WHAT YOU ARE ASKED TO DO - Extract the full text on pointing bugs and chores in team velocity, reproducing it word for word.
Start of TEXT
Here’s why. Stories are planned, but bugs are an unintended consequence of feature development. A bug represents something that used to work, but no longer does. The completion of the original story is already accounted for in your team’s velocity and forward progress. It would be inaccurate to get a second velocity boost, or to show additional forward progress from fixing what is accidentally broken, given that the bug can be thought of as a step backwards in progress. If the team fixes the same bug twenty times, they did not take twenty steps forward. Instead, the team is bogged down by the bug, and its velocity might, or even should, slow down to reflect the situation.

Likewise, non-feature or bug-related tasks known as chores are a necessary aid to feature development. It is usually not possible to plan for these up front. They become apparent in reaction to the needs of the product as it evolves. If you start pointing bugs and chores, your velocity will artificially inflate.

For example, You are pointing bugs and chores as they crop up, then adding them to the backlog. This process has led you to a current velocity of twenty points per week. The team backlog is finally empty, but now a product manager shows 10 new stories to your team. Together, your team estimates forty points for the stories, and informs the product manager that it is going to take two weeks to complete the 10 stories.
End of TEXT
Start of MATERIAL SHOWN
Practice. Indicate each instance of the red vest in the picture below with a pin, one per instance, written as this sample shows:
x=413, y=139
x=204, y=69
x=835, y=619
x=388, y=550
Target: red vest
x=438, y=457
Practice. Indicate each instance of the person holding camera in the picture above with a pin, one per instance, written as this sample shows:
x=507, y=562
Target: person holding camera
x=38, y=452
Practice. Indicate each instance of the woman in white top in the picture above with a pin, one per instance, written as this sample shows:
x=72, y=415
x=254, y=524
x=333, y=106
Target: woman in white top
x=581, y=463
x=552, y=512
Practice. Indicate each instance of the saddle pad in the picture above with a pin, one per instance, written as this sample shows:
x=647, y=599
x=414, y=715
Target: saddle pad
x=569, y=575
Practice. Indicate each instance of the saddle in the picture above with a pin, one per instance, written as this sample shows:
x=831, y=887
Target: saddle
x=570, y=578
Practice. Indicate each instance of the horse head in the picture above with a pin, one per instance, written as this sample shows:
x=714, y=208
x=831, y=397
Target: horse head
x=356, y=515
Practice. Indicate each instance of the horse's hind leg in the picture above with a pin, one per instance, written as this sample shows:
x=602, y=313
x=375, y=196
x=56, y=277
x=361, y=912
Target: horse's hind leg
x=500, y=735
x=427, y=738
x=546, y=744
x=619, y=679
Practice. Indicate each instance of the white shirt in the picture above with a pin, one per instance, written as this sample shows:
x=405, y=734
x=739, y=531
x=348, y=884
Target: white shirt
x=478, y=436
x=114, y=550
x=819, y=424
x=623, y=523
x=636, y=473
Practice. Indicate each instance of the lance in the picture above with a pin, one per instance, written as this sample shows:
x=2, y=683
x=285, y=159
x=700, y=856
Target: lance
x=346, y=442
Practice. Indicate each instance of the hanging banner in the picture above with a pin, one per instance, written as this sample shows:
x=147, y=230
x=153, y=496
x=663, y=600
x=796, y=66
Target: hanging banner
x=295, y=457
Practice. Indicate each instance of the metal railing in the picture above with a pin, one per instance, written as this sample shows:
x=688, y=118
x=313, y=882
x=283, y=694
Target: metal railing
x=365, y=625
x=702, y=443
End of MATERIAL SHOWN
TASK RESPONSE -
Here’s why. Stories are planned, but bugs are an unintended consequence of feature development. A bug represents something that used to work, but no longer does. The completion of the original story is already accounted for in your team’s velocity and forward progress. It would be inaccurate to get a second velocity boost, or to show additional forward progress from fixing what is accidentally broken, given that the bug can be thought of as a step backwards in progress. If the team fixes the same bug twenty times, they did not take twenty steps forward. Instead, the team is bogged down by the bug, and its velocity might, or even should, slow down to reflect the situation.

Likewise, non-feature or bug-related tasks known as chores are a necessary aid to feature development. It is usually not possible to plan for these up front. They become apparent in reaction to the needs of the product as it evolves. If you start pointing bugs and chores, your velocity will artificially inflate.

For example, You are pointing bugs and chores as they crop up, then adding them to the backlog. This process has led you to a current velocity of twenty points per week. The team backlog is finally empty, but now a product manager shows 10 new stories to your team. Together, your team estimates forty points for the stories, and informs the product manager that it is going to take two weeks to complete the 10 stories.